Precise copying is required. Return the data below in full.

[[ INFORMATION SUPPLIED, beginning ]]

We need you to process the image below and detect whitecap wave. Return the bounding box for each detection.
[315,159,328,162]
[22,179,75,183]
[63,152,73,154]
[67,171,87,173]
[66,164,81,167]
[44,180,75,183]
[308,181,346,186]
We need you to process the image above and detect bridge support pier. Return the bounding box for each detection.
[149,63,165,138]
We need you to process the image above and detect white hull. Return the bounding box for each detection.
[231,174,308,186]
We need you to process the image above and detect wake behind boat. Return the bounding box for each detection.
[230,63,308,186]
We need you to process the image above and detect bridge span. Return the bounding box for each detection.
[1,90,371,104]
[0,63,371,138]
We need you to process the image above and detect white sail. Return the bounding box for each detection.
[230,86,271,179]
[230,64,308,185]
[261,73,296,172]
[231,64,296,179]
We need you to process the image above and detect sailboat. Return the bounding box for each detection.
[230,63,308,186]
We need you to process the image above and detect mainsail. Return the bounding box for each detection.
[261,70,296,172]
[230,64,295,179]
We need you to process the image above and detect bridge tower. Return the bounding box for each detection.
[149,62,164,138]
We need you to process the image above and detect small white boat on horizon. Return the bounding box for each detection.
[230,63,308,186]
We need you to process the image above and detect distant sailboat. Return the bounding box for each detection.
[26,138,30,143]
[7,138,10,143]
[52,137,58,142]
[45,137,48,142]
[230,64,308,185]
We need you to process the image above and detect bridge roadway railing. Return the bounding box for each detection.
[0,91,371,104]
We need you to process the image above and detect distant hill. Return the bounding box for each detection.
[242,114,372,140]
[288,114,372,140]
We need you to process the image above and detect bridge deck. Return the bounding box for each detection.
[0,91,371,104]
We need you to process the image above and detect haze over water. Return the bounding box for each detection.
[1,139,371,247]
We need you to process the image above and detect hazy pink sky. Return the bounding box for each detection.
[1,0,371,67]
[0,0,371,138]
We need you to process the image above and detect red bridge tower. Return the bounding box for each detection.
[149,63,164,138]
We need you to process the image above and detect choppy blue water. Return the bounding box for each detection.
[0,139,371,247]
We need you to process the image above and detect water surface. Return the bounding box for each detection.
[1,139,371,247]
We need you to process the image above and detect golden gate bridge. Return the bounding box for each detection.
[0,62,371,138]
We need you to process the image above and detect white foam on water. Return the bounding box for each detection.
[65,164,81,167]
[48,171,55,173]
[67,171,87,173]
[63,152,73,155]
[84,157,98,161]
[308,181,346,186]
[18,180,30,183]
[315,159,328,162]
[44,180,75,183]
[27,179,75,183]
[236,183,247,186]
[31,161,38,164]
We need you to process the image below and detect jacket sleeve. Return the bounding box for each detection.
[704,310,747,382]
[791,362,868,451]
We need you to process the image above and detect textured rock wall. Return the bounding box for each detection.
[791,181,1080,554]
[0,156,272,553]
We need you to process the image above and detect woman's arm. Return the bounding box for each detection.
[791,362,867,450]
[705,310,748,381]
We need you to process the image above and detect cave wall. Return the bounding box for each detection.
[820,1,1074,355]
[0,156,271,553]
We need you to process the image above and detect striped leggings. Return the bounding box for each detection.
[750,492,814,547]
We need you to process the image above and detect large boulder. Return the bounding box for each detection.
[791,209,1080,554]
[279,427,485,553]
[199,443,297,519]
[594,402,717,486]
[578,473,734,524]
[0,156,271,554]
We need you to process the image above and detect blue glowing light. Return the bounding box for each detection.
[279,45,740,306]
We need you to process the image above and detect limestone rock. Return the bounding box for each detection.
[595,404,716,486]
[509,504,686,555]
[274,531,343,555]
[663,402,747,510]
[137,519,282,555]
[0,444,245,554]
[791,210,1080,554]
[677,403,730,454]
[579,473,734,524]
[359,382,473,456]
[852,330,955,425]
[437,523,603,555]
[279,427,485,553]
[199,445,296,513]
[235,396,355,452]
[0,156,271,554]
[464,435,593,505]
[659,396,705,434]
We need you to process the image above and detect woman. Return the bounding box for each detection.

[[ INFORMATION SUPPLIED, end ]]

SOLUTION
We need you to process the image below and detect whitecap wave. Return the bounding box for each detection.
[315,159,328,162]
[22,179,75,183]
[63,152,73,154]
[67,171,87,173]
[66,164,81,167]
[44,180,75,183]
[308,181,346,186]
We need you to process the image above and detect bridge support pier. Return the bounding box for each detection.
[149,63,165,138]
We need you to process the image above and detect white hull. Return the bounding box for each detection.
[231,174,308,186]
We need you to process the image above and detect wake behind boat. Return the bounding box for each detection.
[230,63,308,186]
We need you to process the image above and detect bridge span. Return the bounding box for each detection.
[1,90,371,104]
[0,63,371,138]
We need you to process the image above and detect white sail. Return the bounding box for each detection.
[230,86,271,179]
[230,64,308,185]
[261,73,296,172]
[231,64,296,179]
We need you to process the image above and detect sailboat. Return the bounding box for each detection.
[230,63,308,186]
We need you to process the image above and detect mainsail. Return the bounding box for each detection.
[261,70,296,172]
[230,64,295,179]
We need you to process the image above and detect bridge tower. Return the bounding box for each detection.
[149,62,164,138]
We need you to process the image above and detect small white boat on horizon. Return the bounding box for each detection.
[230,63,308,186]
We need you to process the image above and detect distant sailboat. Return the bounding box for each detection.
[26,138,30,143]
[7,138,10,143]
[52,137,58,142]
[45,137,48,142]
[230,64,308,185]
We need you to process the image above and detect bridge roadway railing. Return the bounding box for each detection.
[0,91,371,104]
We need you to process the image above and detect distant hill. Return the bounding box for each detection.
[242,114,372,140]
[288,114,372,140]
We need you to process the image above and detect bridge deck. Return the bounding box for each detection.
[0,91,371,104]
We need you to process the image above and detect haze over water. Return the bounding box for each detection.
[1,139,371,247]
We need you to process the image above and detect hazy pink sky. Return the bounding box for each detection.
[1,0,371,67]
[0,0,371,138]
We need you to process the image above and detect red bridge tower. Return the bounding box for each detection.
[149,63,164,138]
We need you to process the image above and detect choppy blue water. Return the bounding box for each detection.
[0,139,371,247]
We need you to process the image above and detect water surface. Return the bounding box for each detection.
[1,139,371,247]
We need you to process the image above and detect golden gate bridge. Return the bounding box for each detection.
[0,62,371,138]
We need you to process the image above and detect white foam on water. Return the bounding box for each detection.
[65,164,81,167]
[48,171,55,173]
[67,171,87,173]
[63,152,73,155]
[84,157,98,161]
[308,181,346,186]
[18,180,30,183]
[315,159,328,162]
[44,180,75,183]
[27,179,75,183]
[236,183,247,186]
[31,161,38,164]
We need you to process the image below and detect jacket sleeve. Return the bounding box for each detection.
[704,310,747,382]
[791,362,868,451]
We need you to process the image above and detect textured rock wall. Return the bounding box for each detection.
[791,181,1080,554]
[0,156,272,553]
We need you to process the image above and detect woman's arm. Return the bounding box for each detection.
[791,362,867,450]
[705,310,748,381]
We need you to process the image above and detect cave wall. Return the bounding box for each detection.
[820,1,1074,355]
[0,156,271,553]
We need you to process the image above and detect striped leggings. Return the bounding box for each detection.
[750,492,814,547]
We need you to process the image above and detect large boulder. Return the bounding box for each detection.
[791,209,1080,554]
[279,427,485,553]
[199,443,297,519]
[594,402,717,486]
[578,473,734,524]
[0,156,271,554]
We need you to process the image above and detect blue glowing light. Return the bounding box for each detection.
[279,45,740,306]
We need you to process the image above and detect limestone rock. Return the bounding box for each detection.
[595,404,716,486]
[509,504,686,555]
[274,531,343,555]
[663,402,747,510]
[137,519,282,555]
[0,444,245,554]
[791,210,1080,554]
[677,403,730,454]
[579,473,734,524]
[359,382,473,456]
[852,330,955,425]
[437,523,603,555]
[279,427,485,553]
[199,445,296,513]
[235,396,355,452]
[0,156,271,554]
[464,435,593,505]
[659,396,705,434]
We need you to process the image above and detect woman. Return the bounding box for each detection.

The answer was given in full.